**QUOTED TEXT**:
+++
There’s something almost magical about the first time you see a Japanese cotton cheesecake wobble. It’s like watching a sweet little miracle — soft, jiggly, and impossibly fluffy, with just enough bounce to make you smile. This matcha version takes that cloudlike texture and infuses it with the rich, earthy aroma of finely ground green tea powder. The result? A stunning dessert that’s as elegant as it is cozy — perfect for quiet mornings with a cup of tea or impressing friends at your next gathering.
When I first started baking this matcha Japanese cotton cheesecake, I was sure it would be intimidating — but it’s surprisingly approachable once you understand the rhythm of the recipe. Think gentle whisking, slow folding, and low-and-slow baking that rewards your patience with a cake so light it practically floats. Plus, matcha adds not only a beautiful green hue but also a subtle depth of flavor that balances the sweetness perfectly. For a little matcha inspiration, check out this guide to choosing the best culinary matcha powder — it makes all the difference when you want that vivid color and authentic Japanese taste.
+++
**INFORMATION PROVIDED**:
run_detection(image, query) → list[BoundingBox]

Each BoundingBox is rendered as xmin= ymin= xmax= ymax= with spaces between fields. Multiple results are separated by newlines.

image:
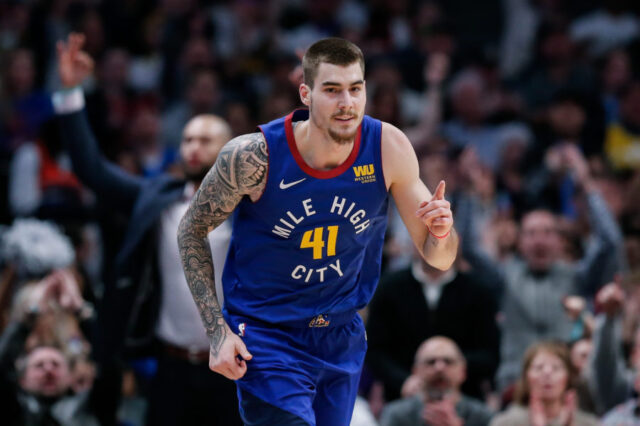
+++
**EXERCISE AIM**: In the matcha cheesecake text, what three steps make up the rhythm of the recipe?

**OUTPUT OF THE TASK**: Gentle whisking, slow folding, and low-and-slow baking.